Requirements:
Restate the passage about the Beatles' Wimbledon gig from "The Beatles played" up to and including "3,000-strong crowd alone.", swapping "tickets" for "passes".

Source passage:
Beatles fans marking the 30th anniversary of John Lennon’s assassination today recalled when Beatlemania gripped Wimbledon.

The Beatles played an exclusive afternoon gig at the old Wimbledon Palais for the Beatles’ Southern Area Fan Club on Saturday December 14, 1963.

Names were drawn at random for the right to buy tickets and Judy Brickell, then 14, braved the hysterical 3,000-strong crowd alone.

“It was a bit daunting but the excitement was incredible,” she said. “It was packed, absolutely packed solid and I was standing in the crush.”

Michael Mohan, then 13, said he remembers the band could hardly be heard above the screaming fans but smash-hit “Twist and shout” was a highlight.

“But what they sang didn’t matter to us, it was just being there.” he said.

“I was lucky to be up the front, so I was very close. You couldn’t move at all, you just had to go with the crowd. Health and safety? No way!”

Expecting feverish crowds and fearing damage to their stage, the Palais’ management had taken the unusual step of erecting a steel cage surround.

This lead Lennon to famously quip: “If they press any harder they’ll come through as chips.”

After the gig the Fab Four took up seats behind the Palais’ bar while fans filed by for handshakes and autographs.

Data entries:
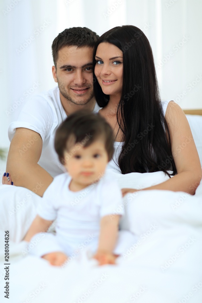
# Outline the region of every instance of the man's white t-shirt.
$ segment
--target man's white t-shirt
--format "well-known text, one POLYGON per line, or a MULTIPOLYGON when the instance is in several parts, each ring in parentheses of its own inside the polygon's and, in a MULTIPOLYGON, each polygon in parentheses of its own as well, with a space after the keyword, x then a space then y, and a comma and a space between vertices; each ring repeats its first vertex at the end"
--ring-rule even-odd
MULTIPOLYGON (((75 250, 82 250, 82 243, 87 245, 88 241, 96 249, 101 218, 124 214, 123 207, 120 207, 123 205, 121 190, 117 181, 109 176, 105 174, 98 182, 76 192, 69 188, 71 179, 67 173, 55 178, 37 209, 38 214, 45 220, 56 219, 57 242, 69 255, 75 250)), ((38 255, 50 252, 45 241, 44 245, 42 242, 37 248, 38 255)))
MULTIPOLYGON (((17 121, 10 124, 8 132, 10 141, 16 129, 18 127, 29 128, 40 135, 43 147, 38 164, 53 178, 66 171, 59 160, 54 147, 55 131, 67 117, 60 101, 59 93, 57 86, 34 96, 25 104, 17 121)), ((93 112, 97 112, 100 108, 96 103, 93 112)), ((21 152, 25 152, 34 142, 34 137, 32 141, 23 147, 21 152)))

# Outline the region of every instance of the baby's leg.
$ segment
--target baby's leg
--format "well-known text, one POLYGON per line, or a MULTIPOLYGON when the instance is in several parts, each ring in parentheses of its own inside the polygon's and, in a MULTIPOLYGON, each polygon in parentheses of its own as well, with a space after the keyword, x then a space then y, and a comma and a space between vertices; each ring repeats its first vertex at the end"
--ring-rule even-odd
POLYGON ((41 258, 49 261, 51 265, 55 266, 61 265, 68 258, 68 257, 61 251, 51 252, 44 255, 41 258))

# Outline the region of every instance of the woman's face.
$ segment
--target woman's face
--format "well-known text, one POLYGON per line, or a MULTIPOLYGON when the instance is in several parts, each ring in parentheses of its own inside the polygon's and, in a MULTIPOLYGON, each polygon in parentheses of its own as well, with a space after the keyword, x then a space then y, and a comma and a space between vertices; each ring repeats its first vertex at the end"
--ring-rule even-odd
POLYGON ((123 52, 108 42, 98 45, 95 74, 104 94, 121 98, 123 83, 123 52))

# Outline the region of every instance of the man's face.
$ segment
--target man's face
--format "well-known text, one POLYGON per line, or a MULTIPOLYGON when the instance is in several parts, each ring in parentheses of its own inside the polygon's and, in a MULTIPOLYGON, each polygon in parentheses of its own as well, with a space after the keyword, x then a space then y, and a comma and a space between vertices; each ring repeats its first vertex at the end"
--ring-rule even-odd
POLYGON ((58 53, 55 81, 62 96, 77 105, 84 105, 94 97, 92 71, 93 48, 65 46, 58 53))

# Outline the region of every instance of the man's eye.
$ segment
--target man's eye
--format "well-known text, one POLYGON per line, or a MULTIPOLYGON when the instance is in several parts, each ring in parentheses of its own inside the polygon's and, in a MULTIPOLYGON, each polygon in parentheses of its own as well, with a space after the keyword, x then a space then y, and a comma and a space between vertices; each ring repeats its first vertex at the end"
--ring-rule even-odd
POLYGON ((87 67, 85 69, 85 70, 86 71, 91 71, 93 68, 91 66, 88 66, 88 67, 87 67))
POLYGON ((97 64, 103 64, 104 63, 103 62, 101 61, 101 60, 97 60, 96 62, 97 64))

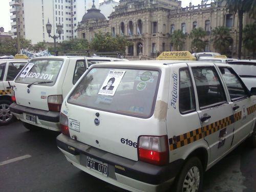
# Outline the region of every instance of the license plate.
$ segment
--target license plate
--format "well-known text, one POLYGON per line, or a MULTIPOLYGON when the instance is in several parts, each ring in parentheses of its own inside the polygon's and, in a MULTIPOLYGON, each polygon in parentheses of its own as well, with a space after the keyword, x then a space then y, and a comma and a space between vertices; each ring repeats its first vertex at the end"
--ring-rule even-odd
POLYGON ((26 119, 34 123, 36 123, 36 117, 35 115, 26 114, 26 119))
POLYGON ((89 169, 96 173, 106 177, 108 176, 108 164, 106 163, 87 157, 86 166, 89 169))

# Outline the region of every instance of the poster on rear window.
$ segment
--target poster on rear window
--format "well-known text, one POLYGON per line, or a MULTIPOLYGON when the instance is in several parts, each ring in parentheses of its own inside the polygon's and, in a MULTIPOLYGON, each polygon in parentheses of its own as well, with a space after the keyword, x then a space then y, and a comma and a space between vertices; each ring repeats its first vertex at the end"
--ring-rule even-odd
POLYGON ((110 70, 99 91, 99 95, 114 96, 125 71, 110 70))
POLYGON ((22 73, 19 76, 22 78, 25 78, 31 68, 33 66, 34 66, 34 64, 32 63, 28 63, 28 65, 26 66, 26 68, 24 68, 24 70, 22 71, 22 73))

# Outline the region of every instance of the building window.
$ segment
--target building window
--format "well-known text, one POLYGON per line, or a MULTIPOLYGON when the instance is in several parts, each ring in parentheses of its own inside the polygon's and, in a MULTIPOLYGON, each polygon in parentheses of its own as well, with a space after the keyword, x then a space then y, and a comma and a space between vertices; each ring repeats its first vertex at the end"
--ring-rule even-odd
POLYGON ((229 28, 233 27, 233 15, 231 14, 226 15, 226 27, 229 28))
POLYGON ((157 22, 154 22, 152 23, 152 33, 155 34, 157 33, 157 22))
POLYGON ((137 34, 138 35, 141 35, 142 33, 142 22, 141 19, 138 20, 137 27, 137 34))
POLYGON ((206 20, 205 22, 204 30, 205 30, 205 31, 210 31, 210 20, 206 20))
POLYGON ((175 28, 174 28, 175 25, 174 24, 171 25, 170 25, 170 33, 173 34, 174 32, 175 28))
POLYGON ((165 34, 166 33, 166 25, 165 24, 163 24, 163 34, 165 34))
POLYGON ((114 37, 115 36, 115 28, 112 27, 112 37, 114 37))
POLYGON ((156 53, 157 51, 156 50, 156 44, 153 42, 152 44, 152 53, 156 53))
POLYGON ((120 34, 121 35, 124 35, 124 24, 123 22, 121 22, 120 24, 120 34))
POLYGON ((197 22, 193 22, 193 29, 197 29, 197 22))
POLYGON ((128 26, 128 35, 133 35, 133 22, 130 20, 128 26))
POLYGON ((181 24, 181 31, 184 34, 186 33, 186 24, 185 23, 181 24))

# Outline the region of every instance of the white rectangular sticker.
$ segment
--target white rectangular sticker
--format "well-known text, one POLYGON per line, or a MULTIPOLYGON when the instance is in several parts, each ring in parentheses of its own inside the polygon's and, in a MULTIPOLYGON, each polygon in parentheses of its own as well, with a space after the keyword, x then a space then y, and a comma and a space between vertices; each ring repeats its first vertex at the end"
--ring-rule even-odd
POLYGON ((28 63, 28 65, 26 66, 25 69, 22 71, 22 73, 19 76, 22 78, 25 78, 34 65, 34 64, 32 63, 28 63))
POLYGON ((69 119, 69 128, 71 130, 80 132, 80 122, 76 120, 69 119))
POLYGON ((99 95, 114 96, 125 71, 110 70, 99 91, 99 95))

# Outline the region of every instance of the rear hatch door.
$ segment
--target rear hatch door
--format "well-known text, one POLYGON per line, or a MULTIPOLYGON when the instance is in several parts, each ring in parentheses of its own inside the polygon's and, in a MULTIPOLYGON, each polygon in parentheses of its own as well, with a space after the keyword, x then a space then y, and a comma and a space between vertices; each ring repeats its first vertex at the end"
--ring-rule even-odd
POLYGON ((32 59, 15 80, 17 103, 48 111, 48 96, 62 94, 61 74, 66 71, 63 62, 60 58, 32 59))
POLYGON ((70 135, 91 146, 138 160, 139 136, 166 134, 165 123, 153 115, 160 70, 98 67, 82 77, 63 104, 70 135))

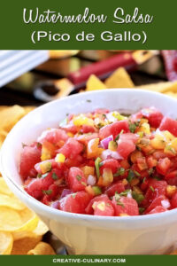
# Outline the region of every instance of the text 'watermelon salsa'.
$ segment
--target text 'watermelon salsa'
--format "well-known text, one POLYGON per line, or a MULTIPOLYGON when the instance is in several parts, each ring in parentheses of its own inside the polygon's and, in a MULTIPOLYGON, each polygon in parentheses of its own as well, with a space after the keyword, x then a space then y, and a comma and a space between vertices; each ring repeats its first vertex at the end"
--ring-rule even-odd
POLYGON ((154 107, 70 114, 23 146, 25 190, 51 207, 105 216, 177 207, 177 121, 154 107))

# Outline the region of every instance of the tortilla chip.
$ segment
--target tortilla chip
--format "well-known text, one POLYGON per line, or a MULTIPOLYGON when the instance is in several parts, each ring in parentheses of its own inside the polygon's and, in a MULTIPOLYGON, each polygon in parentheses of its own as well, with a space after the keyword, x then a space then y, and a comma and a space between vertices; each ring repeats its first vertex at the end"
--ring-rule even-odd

Output below:
The Beatles played an exclusive afternoon gig at the old Wimbledon Palais for the Beatles’ Southern Area Fan Club on Saturday December 14, 1963.

Names were drawn at random for the right to buy passes and Judy Brickell, then 14, braved the hysterical 3,000-strong crowd alone.